------ Text to read

The Turner Prize-winning artist Helen Cammock has removed her video installation "Persistence" from London's National Portrait Gallery after a dispute over its portrayal of Winston Churchill and the 1943 Bengal famine, in which an estimated three million people died.
The roughly 40-minute film had been on display for about 10 months as part of an exhibition titled "Artists First: Contemporary Perspectives on Portraiture," and had been due to run until August, according to Eastern Eye and reporting carried by AOL.
What the work said
According to multiple reports, the installation referred to "the wilful starvation of the Indian population by Winston Churchill" during the famine. That phrasing became the focus of the controversy.

------------
------ Data entries

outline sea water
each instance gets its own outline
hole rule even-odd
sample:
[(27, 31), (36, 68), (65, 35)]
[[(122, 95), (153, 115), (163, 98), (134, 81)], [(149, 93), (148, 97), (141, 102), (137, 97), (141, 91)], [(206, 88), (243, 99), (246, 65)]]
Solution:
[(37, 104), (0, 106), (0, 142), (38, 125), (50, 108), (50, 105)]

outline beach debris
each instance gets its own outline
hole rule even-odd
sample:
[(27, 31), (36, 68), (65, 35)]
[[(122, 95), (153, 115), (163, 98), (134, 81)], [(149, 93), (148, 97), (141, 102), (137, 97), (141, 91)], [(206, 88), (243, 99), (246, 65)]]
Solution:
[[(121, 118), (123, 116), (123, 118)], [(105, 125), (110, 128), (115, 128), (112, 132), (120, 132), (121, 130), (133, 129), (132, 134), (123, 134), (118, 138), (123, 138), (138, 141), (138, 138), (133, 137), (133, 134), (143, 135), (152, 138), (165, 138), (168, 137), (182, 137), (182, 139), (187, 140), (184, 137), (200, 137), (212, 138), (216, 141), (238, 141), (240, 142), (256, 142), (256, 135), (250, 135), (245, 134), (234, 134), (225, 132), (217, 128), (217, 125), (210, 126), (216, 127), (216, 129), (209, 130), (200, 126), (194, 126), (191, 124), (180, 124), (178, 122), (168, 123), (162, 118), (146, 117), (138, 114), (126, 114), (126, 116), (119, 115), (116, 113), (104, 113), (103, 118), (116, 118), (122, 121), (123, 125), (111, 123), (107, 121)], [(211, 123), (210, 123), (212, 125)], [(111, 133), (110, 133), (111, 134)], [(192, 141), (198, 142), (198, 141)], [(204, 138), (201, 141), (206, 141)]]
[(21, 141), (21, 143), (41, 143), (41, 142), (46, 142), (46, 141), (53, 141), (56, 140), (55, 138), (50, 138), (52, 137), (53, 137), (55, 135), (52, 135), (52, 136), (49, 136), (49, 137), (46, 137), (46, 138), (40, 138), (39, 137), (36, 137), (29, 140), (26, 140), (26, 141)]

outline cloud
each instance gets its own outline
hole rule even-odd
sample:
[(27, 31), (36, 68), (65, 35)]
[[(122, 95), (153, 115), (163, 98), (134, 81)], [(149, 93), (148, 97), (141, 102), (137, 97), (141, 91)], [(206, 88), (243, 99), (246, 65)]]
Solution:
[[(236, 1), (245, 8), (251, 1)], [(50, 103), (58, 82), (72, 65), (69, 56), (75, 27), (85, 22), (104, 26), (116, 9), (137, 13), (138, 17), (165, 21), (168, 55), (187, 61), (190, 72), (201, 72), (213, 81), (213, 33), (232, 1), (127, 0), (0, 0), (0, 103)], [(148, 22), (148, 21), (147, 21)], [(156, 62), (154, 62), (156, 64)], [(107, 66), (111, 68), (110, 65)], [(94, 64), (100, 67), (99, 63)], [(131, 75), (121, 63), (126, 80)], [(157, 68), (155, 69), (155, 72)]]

------------
------ Data entries

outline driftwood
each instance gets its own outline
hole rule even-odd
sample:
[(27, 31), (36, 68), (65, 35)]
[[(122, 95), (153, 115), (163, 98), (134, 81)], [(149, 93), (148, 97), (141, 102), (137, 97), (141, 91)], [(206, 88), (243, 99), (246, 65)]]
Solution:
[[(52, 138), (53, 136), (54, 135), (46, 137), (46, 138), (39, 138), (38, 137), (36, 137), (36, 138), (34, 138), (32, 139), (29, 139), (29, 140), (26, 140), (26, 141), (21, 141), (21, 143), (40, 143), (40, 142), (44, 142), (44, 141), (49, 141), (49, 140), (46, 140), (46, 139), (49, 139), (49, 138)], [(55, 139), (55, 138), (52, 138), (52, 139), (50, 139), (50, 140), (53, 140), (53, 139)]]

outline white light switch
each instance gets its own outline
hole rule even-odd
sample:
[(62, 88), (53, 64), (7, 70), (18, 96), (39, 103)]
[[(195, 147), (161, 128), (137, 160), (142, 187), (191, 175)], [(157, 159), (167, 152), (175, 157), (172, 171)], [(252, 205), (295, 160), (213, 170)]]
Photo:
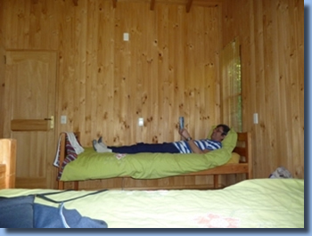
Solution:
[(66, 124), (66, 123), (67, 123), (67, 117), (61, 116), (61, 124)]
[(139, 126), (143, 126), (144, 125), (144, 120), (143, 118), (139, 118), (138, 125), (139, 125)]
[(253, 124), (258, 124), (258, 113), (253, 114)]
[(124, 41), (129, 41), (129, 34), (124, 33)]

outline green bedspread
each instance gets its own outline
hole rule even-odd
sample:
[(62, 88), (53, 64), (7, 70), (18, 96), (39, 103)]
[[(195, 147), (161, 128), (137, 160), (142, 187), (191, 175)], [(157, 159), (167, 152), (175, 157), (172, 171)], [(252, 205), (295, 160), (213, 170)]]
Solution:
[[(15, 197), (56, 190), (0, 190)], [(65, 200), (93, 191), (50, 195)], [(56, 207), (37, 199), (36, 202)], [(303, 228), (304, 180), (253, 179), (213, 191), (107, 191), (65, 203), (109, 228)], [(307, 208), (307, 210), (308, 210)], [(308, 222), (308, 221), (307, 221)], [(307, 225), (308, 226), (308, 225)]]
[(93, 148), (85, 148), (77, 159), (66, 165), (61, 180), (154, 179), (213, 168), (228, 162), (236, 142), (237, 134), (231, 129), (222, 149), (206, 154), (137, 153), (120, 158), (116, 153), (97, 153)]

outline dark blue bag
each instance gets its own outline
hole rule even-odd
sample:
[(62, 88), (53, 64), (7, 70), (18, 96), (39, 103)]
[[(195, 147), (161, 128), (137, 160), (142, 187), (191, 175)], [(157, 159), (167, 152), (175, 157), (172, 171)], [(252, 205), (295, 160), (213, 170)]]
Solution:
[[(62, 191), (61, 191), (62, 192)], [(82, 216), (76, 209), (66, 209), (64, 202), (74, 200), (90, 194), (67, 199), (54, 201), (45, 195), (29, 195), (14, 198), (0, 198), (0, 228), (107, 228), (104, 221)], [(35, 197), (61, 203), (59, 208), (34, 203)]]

------------

### Problem details:
Continue the news report about Helen Cammock removing "Persistence" from the National Portrait Gallery, starting right after its last sentence.

### The response:
Cammock has defended the piece as a creative response rather than a historical record. She said the work "is not a documentary" but explores ideas "in response to the National Portrait Gallery, its collection and its archives," urging audiences to "hear it out." Her work, she said, "asks us to think about who is honoured and valorised and who is not; whose stories are told and whose are not." She framed the decision to withdraw as a difficult one, citing "an incredible pressure on artists and arts institutions to bend to external pressure."
The protest
The installation drew an open letter to the gallery organized by the Churchill biographer Lord Roberts of Belgravia — the historian Andrew Roberts — and signed by more than 50 peers, including Churchill's grandson Sir Nicholas Soames. The signatories disputed the claim about Churchill and described the installation as an "ideologically motivated rant," according to Eastern Eye and GB News.
The National Portrait Gallery said Cammock had decided to remove the film herself, and indicated that the views presented were the artist's and did not necessarily reflect the institution's position.
A contested history
Churchill's responsibility for the Bengal famine is a subject of genuine and unresolved scholarly disagreement, and newsparlor takes no position on it.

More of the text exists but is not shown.